STATED TASK 1
Could you arrange the lines of the listing below as a numbered list, starting with the line containing "Give the mask of every instance of the lamp" and ending with the line containing "M107 163L105 161L105", both included and blank lines omitted?

Sophie is an adult in 2022, looking back on the last time she saw her father, Calum (Paul Mescal). While watching old camcorder footage from the early 2000s, we follow her back in her memories. Eleven-year-old Sophia (Frankie Corio) travels as an unaccompanied minor to Turkey, where her father has booked a week at a cheap resort. He wants to spend time with her, but she can feel a part of him that is so distant that she cannot reach him. Calum wears a cast on his right arm that we never get an explanation for. He frequently stands in the center of the hotel room practicing tai chi or his approximation.
There’s something big between these two, not a conflict, but rather something he is holding back from her. Sophie explores the resort, befriends some older kids after impressing them with her billiards skills, meets a boy her age, and engages in the subtlest flirtation, but still, that thing sits there. By the time she’s leaving, there’s a powerful air of finality. Calum captures her in his camera, waving goodbye for an absurd amount of time until she disappears into the jetway on her flight home to Scotland. One day she’ll be handed these tapes by someone who isn’t Calum, and she’ll be left trying to piece together who he was.
Calum is clearly a man who is on edge. The dreams he had when he was younger have dried up. His life circumstances, mental health, and economic class all seemed to fight against him. Now he’s the father of a little girl on the verge of adolescence, and Calum wants to guide Sophie. How do you give someone advice about life, though, when your own is falling apart in your hands. Sophie’s dad does what he can. He holds his daughter, caressing her face as she falls asleep. He makes sure she has the best time he can financially provide. But she eyes the all-inclusive bracelets the other kids have, the ones whose parents can afford to keep their wallets open and the money flowing. Sophie isn’t so young that she’s oblivious to what’s happening with Calum, but she is still a kid and doesn’t know how to talk to him about it. So she lashes out.
There’s a point where Sophie says something that stuns Calum. He didn’t think she saw as much as she did; her father believed he could hide his pain from her. So Calum does the fatherly thing in the movie, telling Sophie she can talk to him about anything. He spins beautiful dreams of her having a room in the house he’ll buy one day from the money Calum will make with the business that’s always just about to happen. These are lies hiding his suffering, and she can see that. It takes a lot of strength to call him out how she does, and like a child, she doesn’t handle it deftly, but we can forgive her, and he does, too, though it stings.

STATED TASK 2
Can you reproduce the part of the film review above that opens with the words "Sophie is an" and closes with "or his approximation."?

EXTRACTED DATA
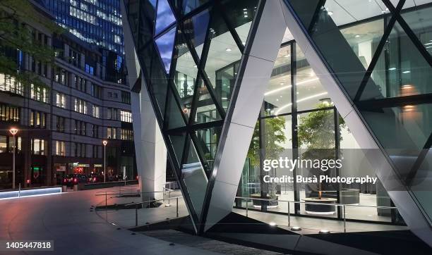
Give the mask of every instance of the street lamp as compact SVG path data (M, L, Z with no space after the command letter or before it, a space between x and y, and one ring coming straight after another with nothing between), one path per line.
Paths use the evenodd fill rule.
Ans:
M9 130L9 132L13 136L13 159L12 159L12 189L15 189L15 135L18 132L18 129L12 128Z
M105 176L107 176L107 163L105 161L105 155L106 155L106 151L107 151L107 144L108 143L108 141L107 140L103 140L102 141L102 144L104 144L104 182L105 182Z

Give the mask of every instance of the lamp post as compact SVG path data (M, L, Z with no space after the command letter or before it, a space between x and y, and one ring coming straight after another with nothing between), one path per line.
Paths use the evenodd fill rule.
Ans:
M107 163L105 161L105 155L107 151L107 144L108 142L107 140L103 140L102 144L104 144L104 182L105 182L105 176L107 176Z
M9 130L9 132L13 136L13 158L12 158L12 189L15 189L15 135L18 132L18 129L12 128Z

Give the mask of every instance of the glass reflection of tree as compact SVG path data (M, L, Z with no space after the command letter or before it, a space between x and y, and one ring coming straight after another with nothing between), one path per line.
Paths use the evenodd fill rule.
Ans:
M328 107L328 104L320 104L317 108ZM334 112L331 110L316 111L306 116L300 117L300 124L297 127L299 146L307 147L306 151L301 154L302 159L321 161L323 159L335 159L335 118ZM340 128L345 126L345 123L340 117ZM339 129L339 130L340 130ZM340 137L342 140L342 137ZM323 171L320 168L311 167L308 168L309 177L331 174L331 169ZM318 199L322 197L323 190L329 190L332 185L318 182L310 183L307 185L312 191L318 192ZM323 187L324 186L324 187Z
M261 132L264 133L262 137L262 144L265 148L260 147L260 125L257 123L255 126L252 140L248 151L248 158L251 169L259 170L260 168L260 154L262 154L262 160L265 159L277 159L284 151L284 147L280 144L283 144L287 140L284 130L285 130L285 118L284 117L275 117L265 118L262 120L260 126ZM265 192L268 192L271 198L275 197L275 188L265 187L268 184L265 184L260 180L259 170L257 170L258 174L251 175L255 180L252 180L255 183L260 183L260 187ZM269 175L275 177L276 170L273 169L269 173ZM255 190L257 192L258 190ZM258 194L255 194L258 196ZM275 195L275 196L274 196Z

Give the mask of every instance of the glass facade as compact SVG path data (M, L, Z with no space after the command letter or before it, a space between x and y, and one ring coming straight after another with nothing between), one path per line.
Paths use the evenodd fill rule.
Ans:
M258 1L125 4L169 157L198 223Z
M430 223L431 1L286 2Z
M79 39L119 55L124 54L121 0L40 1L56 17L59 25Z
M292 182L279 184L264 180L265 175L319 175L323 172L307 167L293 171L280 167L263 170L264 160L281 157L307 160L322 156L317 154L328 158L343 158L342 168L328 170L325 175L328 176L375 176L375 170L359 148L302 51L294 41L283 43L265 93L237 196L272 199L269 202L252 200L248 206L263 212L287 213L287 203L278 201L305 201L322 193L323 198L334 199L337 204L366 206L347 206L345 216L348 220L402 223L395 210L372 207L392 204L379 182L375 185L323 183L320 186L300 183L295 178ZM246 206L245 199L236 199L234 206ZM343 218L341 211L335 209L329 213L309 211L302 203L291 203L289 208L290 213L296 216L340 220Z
...
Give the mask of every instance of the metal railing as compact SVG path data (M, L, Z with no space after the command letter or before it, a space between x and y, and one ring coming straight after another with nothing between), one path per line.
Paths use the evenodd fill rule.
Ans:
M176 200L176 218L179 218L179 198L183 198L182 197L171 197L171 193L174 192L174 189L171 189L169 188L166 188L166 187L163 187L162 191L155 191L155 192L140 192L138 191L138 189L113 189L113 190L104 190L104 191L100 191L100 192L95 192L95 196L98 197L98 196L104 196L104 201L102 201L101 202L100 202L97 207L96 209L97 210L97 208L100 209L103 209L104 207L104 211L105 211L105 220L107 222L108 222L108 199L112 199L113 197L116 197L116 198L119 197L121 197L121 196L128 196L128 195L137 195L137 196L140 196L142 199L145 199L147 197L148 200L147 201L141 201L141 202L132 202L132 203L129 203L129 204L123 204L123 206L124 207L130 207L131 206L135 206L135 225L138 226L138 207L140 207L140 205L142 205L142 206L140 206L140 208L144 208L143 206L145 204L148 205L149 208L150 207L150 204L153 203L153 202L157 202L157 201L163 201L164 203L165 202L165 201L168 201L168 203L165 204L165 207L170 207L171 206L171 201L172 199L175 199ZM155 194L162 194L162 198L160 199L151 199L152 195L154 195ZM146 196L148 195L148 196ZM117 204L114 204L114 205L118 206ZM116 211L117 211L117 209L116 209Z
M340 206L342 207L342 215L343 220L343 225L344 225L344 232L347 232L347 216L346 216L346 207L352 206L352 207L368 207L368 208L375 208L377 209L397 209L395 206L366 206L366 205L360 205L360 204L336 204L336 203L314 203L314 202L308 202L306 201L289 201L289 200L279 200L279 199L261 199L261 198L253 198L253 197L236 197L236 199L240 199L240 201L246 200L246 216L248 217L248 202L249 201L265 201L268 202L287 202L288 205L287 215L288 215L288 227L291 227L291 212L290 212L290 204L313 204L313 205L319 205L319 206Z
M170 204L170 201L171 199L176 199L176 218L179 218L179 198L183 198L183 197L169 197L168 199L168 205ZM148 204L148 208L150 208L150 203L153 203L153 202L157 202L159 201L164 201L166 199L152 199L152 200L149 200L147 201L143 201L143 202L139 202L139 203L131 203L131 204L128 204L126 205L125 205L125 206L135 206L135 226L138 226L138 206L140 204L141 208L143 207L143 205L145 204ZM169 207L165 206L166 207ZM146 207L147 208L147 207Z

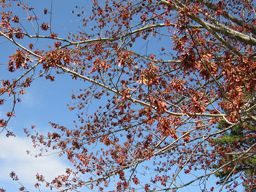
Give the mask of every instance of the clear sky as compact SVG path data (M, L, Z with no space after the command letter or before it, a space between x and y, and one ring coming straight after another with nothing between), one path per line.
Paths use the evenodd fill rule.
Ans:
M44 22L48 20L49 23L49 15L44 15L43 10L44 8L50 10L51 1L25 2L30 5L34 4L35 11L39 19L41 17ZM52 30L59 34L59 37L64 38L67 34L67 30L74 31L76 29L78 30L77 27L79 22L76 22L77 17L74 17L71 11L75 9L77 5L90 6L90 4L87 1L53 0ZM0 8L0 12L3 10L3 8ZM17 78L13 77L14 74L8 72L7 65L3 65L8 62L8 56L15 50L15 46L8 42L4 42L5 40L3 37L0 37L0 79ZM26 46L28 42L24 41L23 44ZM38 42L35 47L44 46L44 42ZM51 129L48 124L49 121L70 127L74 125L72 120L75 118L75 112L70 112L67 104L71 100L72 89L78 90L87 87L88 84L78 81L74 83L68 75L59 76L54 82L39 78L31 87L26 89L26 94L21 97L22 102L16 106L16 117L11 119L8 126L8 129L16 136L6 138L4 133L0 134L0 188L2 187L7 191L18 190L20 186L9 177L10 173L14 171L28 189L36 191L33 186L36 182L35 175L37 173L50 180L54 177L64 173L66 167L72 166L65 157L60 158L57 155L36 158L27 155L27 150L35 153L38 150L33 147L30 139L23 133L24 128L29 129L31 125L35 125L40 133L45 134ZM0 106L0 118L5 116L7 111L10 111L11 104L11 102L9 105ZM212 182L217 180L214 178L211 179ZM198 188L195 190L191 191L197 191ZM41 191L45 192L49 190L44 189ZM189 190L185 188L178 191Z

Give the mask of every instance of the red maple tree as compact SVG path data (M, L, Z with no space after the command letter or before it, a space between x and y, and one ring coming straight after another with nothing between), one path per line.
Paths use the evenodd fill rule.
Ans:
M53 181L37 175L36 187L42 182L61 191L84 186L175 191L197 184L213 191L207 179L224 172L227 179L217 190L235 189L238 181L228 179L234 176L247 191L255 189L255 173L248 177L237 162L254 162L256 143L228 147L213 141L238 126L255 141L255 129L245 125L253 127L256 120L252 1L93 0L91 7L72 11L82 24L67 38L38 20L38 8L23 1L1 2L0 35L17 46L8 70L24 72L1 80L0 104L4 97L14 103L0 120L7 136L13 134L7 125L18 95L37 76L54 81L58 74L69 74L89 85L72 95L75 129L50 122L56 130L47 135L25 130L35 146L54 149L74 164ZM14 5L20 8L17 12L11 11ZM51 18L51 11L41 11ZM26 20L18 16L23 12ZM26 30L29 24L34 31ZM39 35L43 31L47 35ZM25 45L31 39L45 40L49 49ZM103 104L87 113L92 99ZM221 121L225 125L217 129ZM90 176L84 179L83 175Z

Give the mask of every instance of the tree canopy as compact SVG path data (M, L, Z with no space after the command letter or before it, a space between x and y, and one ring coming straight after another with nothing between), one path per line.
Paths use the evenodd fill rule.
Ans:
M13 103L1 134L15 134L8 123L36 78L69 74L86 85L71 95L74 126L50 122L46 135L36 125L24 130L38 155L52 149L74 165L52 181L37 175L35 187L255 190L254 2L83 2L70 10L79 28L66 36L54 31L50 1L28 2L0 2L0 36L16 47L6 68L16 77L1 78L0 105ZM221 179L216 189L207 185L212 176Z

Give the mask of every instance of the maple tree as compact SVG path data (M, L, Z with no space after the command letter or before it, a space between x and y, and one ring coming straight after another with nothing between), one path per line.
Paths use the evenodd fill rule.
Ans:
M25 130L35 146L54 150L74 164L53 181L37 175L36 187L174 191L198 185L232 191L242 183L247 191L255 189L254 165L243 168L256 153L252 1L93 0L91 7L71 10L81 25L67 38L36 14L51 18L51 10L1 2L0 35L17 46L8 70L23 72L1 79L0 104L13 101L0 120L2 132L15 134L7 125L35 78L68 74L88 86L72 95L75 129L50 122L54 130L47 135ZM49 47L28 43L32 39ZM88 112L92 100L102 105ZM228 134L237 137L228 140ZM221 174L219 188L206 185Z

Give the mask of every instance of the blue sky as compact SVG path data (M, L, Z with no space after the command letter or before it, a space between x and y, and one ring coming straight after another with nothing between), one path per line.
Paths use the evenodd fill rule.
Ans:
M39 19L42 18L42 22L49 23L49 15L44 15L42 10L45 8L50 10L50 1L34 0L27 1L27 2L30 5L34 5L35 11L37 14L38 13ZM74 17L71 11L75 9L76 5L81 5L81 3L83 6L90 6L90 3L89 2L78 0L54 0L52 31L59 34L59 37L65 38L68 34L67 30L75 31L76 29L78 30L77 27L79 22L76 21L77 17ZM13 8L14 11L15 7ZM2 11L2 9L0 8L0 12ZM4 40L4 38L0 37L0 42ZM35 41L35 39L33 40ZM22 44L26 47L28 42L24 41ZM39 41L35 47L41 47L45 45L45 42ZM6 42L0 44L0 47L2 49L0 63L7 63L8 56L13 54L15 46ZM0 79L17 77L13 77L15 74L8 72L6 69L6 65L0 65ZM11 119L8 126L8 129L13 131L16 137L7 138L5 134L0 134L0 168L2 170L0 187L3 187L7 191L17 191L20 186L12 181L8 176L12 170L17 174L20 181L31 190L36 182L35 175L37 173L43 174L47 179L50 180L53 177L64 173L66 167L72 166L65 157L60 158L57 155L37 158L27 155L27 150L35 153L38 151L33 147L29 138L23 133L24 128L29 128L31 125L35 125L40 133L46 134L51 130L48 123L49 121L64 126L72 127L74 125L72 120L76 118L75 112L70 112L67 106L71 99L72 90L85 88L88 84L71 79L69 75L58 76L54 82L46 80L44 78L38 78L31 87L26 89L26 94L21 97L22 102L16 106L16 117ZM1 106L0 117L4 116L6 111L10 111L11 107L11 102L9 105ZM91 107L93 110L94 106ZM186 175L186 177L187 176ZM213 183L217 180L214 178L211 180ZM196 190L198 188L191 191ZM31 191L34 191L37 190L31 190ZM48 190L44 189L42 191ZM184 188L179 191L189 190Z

EXPECTED OUTPUT 1
1. Give the mask of every instance of the lamp post as compact SVG path data (M, L, Z with no space after the command letter or before it, a space between x and y, and one ring coming straight after another with nothing between), one path per line.
2. Paths use the evenodd fill rule.
3. Ans:
4. M107 163L105 161L105 155L107 151L107 144L108 142L107 140L103 140L102 144L104 144L104 182L105 182L105 176L107 176Z

EXPECTED OUTPUT 2
Sophie is an adult in 2022, looking back on the last time she saw her father, Calum (Paul Mescal). While watching old camcorder footage from the early 2000s, we follow her back in her memories. Eleven-year-old Sophia (Frankie Corio) travels as an unaccompanied minor to Turkey, where her father has booked a week at a cheap resort. He wants to spend time with her, but she can feel a part of him that is so distant that she cannot reach him. Calum wears a cast on his right arm that we never get an explanation for. He frequently stands in the center of the hotel room practicing tai chi or his approximation.